* Begin DATASET RECORDS *

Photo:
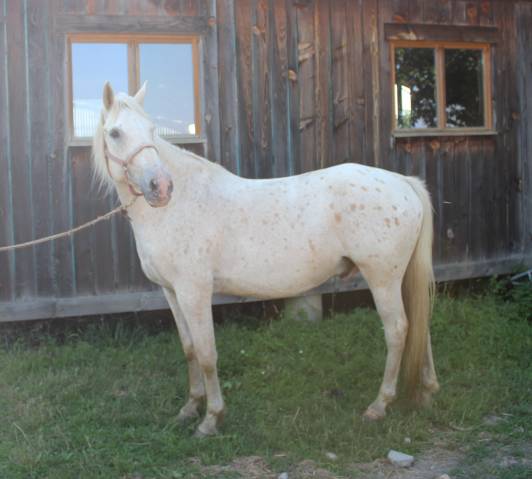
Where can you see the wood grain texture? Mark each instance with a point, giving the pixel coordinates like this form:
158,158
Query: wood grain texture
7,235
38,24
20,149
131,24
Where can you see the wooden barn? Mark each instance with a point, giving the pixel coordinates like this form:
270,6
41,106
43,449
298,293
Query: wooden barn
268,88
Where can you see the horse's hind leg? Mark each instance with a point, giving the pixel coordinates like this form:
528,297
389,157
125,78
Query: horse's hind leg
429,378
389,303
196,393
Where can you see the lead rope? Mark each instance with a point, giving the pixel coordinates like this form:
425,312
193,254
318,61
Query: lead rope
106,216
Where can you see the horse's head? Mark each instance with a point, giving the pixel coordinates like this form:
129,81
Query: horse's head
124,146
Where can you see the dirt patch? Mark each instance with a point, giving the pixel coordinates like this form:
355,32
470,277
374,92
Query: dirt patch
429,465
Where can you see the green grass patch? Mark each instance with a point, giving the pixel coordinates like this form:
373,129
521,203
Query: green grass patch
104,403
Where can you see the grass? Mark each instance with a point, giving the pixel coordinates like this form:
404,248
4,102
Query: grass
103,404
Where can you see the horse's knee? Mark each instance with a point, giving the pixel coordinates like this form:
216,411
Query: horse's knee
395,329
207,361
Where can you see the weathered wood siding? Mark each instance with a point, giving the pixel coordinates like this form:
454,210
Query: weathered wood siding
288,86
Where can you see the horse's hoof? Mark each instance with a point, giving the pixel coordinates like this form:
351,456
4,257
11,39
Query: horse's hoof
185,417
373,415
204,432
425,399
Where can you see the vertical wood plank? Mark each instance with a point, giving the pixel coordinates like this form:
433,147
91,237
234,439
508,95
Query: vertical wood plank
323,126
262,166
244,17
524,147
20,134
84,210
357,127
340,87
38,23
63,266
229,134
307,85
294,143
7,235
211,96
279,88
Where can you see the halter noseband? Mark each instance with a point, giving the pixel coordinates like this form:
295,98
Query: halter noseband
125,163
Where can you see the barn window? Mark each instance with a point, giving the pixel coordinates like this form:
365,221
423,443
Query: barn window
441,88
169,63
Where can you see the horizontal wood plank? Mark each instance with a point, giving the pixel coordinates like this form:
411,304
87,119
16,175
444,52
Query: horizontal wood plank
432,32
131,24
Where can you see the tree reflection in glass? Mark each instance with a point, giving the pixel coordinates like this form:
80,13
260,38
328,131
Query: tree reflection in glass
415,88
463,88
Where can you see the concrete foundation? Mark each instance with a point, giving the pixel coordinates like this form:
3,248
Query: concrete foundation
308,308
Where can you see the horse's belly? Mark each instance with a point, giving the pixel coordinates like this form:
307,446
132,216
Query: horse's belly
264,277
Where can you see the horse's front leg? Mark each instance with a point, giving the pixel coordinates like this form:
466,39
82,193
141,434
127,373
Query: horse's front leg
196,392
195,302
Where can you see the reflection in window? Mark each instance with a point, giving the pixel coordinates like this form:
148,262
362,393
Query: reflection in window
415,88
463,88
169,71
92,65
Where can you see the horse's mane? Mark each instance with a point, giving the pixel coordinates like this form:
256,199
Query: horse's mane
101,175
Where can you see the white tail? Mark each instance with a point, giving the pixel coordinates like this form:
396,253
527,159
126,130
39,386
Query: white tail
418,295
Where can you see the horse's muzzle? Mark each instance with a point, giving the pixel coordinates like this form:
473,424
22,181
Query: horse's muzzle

* End DATASET RECORDS *

▶ [THE PROBLEM]: From the data above, write out everything exactly except the pictures.

▶ [TASK OUTPUT]:
Photo:
Where can you see the wood grain texture? Mark each instance with a point, giving the pixel coordinates like this form:
158,158
Query: wood grain texture
7,235
38,24
20,149
131,24
Where can you see the wooden barn? Mark each instance with a point, giving the pixel coordinates like this form:
270,6
41,106
43,449
298,293
Query: wooden barn
268,88
Where can you see the horse's hind leg? Mark each instance with a point, giving the pixel coordinates like this form:
528,297
389,157
125,78
Query: horse's hind leg
429,378
389,303
196,393
Where can you see the lead rope? Mark each instance with a point, giving the pixel coordinates like this form:
425,312
193,254
318,61
Query: lead rope
106,216
Where can you see the horse's head? Mark each instance with a point, giving the pixel coordinates like this form:
129,81
Query: horse's head
124,146
Where can you see the dirt patch? Mark each instance with a point, giving the pixel coordinates like this form:
355,32
470,277
374,92
Query: dirt patch
429,465
Where can you see the green grass patch? Mark each instance with a point, giving the pixel coordinates like this form:
373,129
521,203
Query: green grass patch
104,403
Where can you see the grass? Mark each instance with a point, giving the pixel coordinates like this form:
404,248
4,102
Query: grass
103,404
Where can you see the horse's knee? Mark each instance with a point, giving the pixel coordinates like this form:
216,411
Query: horse's knee
395,329
207,361
Where can you see the weathered wood siding? Mark each instance with a point, giving the pixel coordinates like this form:
454,210
Query: weathered wood siding
288,86
Where can you see the horse's hoof? Mark each instance with a point, giving the pixel coordinates like this form:
351,456
4,257
11,39
Query: horse's hoof
185,417
373,415
204,432
425,399
Where can you see the vertical wood plank? Mark each instance with a point, giving the pixel coordinates like this form:
433,147
91,237
234,439
508,95
Query: vertical wood plank
323,126
262,166
244,17
524,147
20,134
84,210
357,127
340,87
38,23
63,266
229,134
307,85
294,143
7,235
211,96
279,88
Where can you see the halter noseband? Mark each instance with a point, giving the pixel coordinates like this form:
295,98
Query: halter noseband
125,163
Where can you see the barn window? Mark each instance with a point, giving the pixel coordinates like this form:
365,221
423,443
Query: barn window
441,88
169,63
Where can you see the horizontal wood plank? Mark each instance with a point, giving the pixel coordinates like this form:
411,304
87,119
16,175
444,52
Query: horizontal wood plank
432,32
131,24
Where can you see the tree reflection in glass? Mark each instance with a point, giving the pixel coordinates like this form:
80,13
260,38
328,131
Query: tree reflection in glass
415,88
463,88
Where can you see the concrete foundation? Mark each instance with a point, giving the pixel coordinates like this form:
3,248
Query: concrete foundation
308,308
Where can you see the horse's belly? Mark each instance with a point, giving the pixel coordinates like this form:
307,446
132,216
Query: horse's belly
264,277
Where can you see the horse's front leg? Mark each instance with a point, giving the pixel coordinates like this form:
466,39
82,193
141,434
127,373
Query: horse's front leg
196,392
195,302
Where can you see the reflection in window? Mark each instance with a point, giving the pixel coordinates like this form:
148,262
362,393
Query: reflection in window
415,88
463,88
169,71
92,65
Where can you see the horse's mane? Mark each instance with a point, giving the pixel coordinates like this form:
256,199
Query: horse's mane
101,175
Where can you see the white tail? Mark each instance with a point, giving the pixel coordinates like this form:
396,253
527,159
126,130
39,386
Query: white tail
418,295
Where can you see the horse's muzzle? Mark each instance with a point, giving the pixel coordinates like this form:
473,424
22,181
Query: horse's muzzle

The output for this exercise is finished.